» AUSGEWÄHLTER TEXT:
„Zu teuer? Ist halt immer relativ“

Das bleibt von der Woche Die Arbeitslosenquote in Berlin sinkt erstmals seit dem Mauerfall auf unter 10 Prozent, das Fahrrad-Volksbegehren bekommt nicht nur wissenschaftliche Unterstützung, ein Jahr nach Einführung der Mietpreisbremse weiß man, dass sie gar nicht bremst, während der Fall Jusef nach vier Jahren endlich abgeschlossen ist

Die magische Marke ist durchbrochen

Arbeitslosenquote

Berlin sei auf einem sehr guten Weg, jubelt der Regierende Bürgermeister

Dass sich der Arbeitsmarkt in Berlin für Berufstätige entspannt haben muss, kann jeder sehen, der mit offenen Augen und Ohren durchs Leben geht: Im Kindergarten werden händeringend Erzieher gesucht, beim Bäcker arbeitet eine junge Frau, die Schwierigkeiten im Kopfrechnen hat, und die Verkäuferin am Erdbeerstand hat es nicht so mit der Freundlichkeit. All das zeigt: Arbeitgebern fällt es zunehmend schwer, frei werdende Stellen zu besetzen – und so können auch Menschen zum Zug kommen, die vor Jahren noch keine Chance auf einen Job hatten.

» BEREITGESTELLTE DATEN:
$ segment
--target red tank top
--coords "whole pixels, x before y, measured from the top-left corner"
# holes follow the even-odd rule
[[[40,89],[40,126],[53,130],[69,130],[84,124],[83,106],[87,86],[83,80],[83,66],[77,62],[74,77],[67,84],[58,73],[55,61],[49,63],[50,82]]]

» AUFGABENSTELLUNG:
Gibst du aus dem Wochenrückblick alles von „Berlin sei auf“ bis hinunter zu „einen Job hatten.“ wortgetreu wieder? Die Auflistung spielt hierfür keine Rolle.

» ERWARTETE AUSGABE:
Berlin sei auf einem sehr guten Weg, jubelt der Regierende Bürgermeister

Dass sich der Arbeitsmarkt in Berlin für Berufstätige entspannt haben muss, kann jeder sehen, der mit offenen Augen und Ohren durchs Leben geht: Im Kindergarten werden händeringend Erzieher gesucht, beim Bäcker arbeitet eine junge Frau, die Schwierigkeiten im Kopfrechnen hat, und die Verkäuferin am Erdbeerstand hat es nicht so mit der Freundlichkeit. All das zeigt: Arbeitgebern fällt es zunehmend schwer, frei werdende Stellen zu besetzen – und so können auch Menschen zum Zug kommen, die vor Jahren noch keine Chance auf einen Job hatten.